Politics - News Analysis

Supreme Court Shoots Down Trump’s Last-Ditch Effort To Avoid Sentencing: Tomorrow He Officially Becomes a Convicted Felon

As Trump supporters might say, cry harder.

Donald Trump was absolutely desperate to keep New York Judge Juan Merchan from following through with the sentencing he promised for January 10th in the hush money case that found the president-elect guilty of 34 felony counts of falsifying business records.

Trump and his lawyers went through channel after channel, exhausting appeal after appeal until finally taking his request for a delay in sentencing all the way to the Supreme Court. Everyone knows that’s the last resort, especially for a president who packed it full of conservatives likely to rule in his favor.

But Chief Justice John Roberts and Justice Amy Coney Barrett, as they have occasionally done in the past, split with the rest of the court’s conservatives on Trump’s attempt to avoid sentencing. It resulted in a 5–4 split, in a case that many expected to go 6–3 in the other direction.

As we’ve discussed before, the reason for Trump’s desperation is not because of the possible consequences. Judge Merchan has already indicated that he intends to discharge the case without jail time, probation, or even restitution and fines. But it does leave felony convictions on Trump’s permanent record, and will mark Donald Trump as the very first American president to ever be convicted of a felony — or in fact anything.

In office or out of office, no president has ever been convicted of a crime. Only one was ever even arrested, and it was so long ago that the charge was speeding in his horse-drawn carriage (that was Ulysses S. Grant, for those keen to know).
::::
EXERCISE DETAILS
Reproduce word for word the passage of the article on Trump's sentencing from "Politics - News" to "falsifying business records.". The listing below was drawn from a separate source.

Stored records:
::::
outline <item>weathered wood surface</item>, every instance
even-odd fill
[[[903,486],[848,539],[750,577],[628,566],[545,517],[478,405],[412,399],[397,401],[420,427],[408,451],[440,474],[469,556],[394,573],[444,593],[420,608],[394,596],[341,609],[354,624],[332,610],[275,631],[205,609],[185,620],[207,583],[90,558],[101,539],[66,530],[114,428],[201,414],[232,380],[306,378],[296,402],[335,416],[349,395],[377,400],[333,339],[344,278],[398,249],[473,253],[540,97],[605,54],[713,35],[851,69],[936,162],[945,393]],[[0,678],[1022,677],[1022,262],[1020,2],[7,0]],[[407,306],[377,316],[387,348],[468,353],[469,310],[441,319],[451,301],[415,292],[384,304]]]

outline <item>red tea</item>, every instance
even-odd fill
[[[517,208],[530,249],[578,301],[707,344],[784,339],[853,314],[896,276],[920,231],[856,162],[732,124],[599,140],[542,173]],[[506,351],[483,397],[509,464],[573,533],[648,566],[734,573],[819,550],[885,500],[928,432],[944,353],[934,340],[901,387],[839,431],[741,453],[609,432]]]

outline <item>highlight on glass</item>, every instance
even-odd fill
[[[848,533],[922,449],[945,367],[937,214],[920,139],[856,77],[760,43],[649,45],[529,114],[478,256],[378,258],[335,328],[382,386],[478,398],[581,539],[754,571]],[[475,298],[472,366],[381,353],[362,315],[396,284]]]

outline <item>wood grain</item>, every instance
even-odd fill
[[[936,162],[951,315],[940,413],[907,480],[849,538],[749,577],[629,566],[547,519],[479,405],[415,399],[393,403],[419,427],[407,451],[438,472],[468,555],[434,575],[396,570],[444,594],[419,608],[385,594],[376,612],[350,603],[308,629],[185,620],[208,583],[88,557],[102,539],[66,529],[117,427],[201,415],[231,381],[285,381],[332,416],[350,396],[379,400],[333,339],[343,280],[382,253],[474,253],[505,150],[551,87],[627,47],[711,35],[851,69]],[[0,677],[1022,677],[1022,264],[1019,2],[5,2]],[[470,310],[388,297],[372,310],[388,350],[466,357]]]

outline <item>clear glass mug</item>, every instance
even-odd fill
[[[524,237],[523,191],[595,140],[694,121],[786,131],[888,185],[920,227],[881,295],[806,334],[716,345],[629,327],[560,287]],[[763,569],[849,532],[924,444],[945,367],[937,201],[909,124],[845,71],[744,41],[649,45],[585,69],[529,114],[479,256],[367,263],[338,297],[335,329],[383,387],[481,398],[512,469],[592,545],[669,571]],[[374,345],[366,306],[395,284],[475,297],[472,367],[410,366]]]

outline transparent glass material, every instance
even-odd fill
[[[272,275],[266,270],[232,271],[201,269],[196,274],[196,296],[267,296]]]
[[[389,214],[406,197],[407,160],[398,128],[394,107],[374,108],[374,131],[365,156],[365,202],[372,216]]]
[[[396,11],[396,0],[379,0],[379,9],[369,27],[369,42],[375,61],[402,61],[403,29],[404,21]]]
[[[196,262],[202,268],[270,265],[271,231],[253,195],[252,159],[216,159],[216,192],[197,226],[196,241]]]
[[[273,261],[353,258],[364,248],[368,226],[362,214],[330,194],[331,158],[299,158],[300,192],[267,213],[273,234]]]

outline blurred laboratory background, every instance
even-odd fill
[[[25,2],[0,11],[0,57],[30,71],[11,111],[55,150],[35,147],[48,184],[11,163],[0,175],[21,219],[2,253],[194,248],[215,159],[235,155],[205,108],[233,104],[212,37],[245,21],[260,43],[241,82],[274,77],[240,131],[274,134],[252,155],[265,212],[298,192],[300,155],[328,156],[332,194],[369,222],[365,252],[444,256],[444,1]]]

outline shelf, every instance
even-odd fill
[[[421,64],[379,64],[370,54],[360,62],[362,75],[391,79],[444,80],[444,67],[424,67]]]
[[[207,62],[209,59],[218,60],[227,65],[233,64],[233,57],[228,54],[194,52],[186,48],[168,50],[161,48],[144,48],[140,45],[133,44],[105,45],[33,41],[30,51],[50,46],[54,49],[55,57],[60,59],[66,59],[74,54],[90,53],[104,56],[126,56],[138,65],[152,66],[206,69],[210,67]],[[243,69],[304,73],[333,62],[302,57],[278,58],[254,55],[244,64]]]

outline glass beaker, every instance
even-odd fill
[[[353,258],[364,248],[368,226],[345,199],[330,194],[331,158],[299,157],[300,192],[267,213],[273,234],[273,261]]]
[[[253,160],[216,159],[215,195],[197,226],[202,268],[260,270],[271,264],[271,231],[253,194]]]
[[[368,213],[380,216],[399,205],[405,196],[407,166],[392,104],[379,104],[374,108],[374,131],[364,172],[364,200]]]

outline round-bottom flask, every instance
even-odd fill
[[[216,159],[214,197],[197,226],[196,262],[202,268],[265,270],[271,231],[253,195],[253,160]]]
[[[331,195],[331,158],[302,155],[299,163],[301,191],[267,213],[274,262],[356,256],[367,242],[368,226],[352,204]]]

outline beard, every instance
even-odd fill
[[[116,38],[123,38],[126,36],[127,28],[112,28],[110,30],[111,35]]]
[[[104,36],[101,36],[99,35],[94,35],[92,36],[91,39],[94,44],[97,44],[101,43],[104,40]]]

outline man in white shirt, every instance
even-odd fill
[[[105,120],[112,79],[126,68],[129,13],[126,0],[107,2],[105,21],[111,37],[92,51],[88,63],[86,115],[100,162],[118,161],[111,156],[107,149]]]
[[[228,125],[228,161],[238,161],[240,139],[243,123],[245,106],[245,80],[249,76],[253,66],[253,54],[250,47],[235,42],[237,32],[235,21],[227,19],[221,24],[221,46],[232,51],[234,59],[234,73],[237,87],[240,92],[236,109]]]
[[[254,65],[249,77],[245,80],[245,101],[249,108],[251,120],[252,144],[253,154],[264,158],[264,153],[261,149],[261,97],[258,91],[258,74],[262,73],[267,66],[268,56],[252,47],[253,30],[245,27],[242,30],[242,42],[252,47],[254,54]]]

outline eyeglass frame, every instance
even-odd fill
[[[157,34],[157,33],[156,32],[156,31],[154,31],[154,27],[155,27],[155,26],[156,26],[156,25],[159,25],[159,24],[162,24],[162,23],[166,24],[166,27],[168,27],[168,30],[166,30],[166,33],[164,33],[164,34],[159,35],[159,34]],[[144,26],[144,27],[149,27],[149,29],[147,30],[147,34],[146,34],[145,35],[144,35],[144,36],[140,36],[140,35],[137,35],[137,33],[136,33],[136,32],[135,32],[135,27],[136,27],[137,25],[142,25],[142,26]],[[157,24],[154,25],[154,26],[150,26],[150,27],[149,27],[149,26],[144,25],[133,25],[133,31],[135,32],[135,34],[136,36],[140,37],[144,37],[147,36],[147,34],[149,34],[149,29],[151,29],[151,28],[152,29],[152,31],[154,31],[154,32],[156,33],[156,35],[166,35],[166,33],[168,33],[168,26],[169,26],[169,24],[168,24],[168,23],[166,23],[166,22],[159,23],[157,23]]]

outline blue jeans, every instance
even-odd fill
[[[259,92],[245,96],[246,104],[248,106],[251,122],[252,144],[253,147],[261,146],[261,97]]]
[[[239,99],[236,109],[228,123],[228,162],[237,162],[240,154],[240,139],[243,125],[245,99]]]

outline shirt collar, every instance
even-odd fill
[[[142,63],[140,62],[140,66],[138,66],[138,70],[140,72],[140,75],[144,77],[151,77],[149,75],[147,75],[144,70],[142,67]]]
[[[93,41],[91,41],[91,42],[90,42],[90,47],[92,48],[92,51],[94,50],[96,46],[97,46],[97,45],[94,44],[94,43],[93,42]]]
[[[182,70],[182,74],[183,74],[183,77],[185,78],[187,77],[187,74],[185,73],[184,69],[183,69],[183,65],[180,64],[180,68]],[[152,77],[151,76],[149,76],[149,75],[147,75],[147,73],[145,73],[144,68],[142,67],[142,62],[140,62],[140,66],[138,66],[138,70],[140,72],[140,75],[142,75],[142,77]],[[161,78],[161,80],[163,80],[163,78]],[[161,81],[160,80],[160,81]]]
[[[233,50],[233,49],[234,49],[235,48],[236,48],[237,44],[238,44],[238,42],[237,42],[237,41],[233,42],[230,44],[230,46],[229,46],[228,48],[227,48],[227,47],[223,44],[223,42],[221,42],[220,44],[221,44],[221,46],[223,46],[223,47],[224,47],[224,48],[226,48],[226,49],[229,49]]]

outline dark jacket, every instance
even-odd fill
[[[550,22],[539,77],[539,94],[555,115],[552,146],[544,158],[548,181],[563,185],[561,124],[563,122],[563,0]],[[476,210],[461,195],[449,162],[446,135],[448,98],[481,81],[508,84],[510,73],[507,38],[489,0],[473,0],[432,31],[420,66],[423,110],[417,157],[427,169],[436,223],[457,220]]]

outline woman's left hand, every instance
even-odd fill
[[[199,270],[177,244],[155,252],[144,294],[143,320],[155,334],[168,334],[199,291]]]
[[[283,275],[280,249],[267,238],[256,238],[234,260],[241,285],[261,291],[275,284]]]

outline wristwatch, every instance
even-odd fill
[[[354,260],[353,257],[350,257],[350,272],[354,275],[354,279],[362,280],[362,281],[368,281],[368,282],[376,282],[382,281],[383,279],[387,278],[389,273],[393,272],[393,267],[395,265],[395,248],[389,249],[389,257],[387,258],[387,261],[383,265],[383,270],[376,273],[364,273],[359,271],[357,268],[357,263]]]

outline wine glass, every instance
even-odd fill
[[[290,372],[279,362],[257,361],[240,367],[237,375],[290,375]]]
::::
SOLUTION
Politics - News Analysis

Supreme Court Shoots Down Trump’s Last-Ditch Effort To Avoid Sentencing: Tomorrow He Officially Becomes a Convicted Felon

As Trump supporters might say, cry harder.

Donald Trump was absolutely desperate to keep New York Judge Juan Merchan from following through with the sentencing he promised for January 10th in the hush money case that found the president-elect guilty of 34 felony counts of falsifying business records.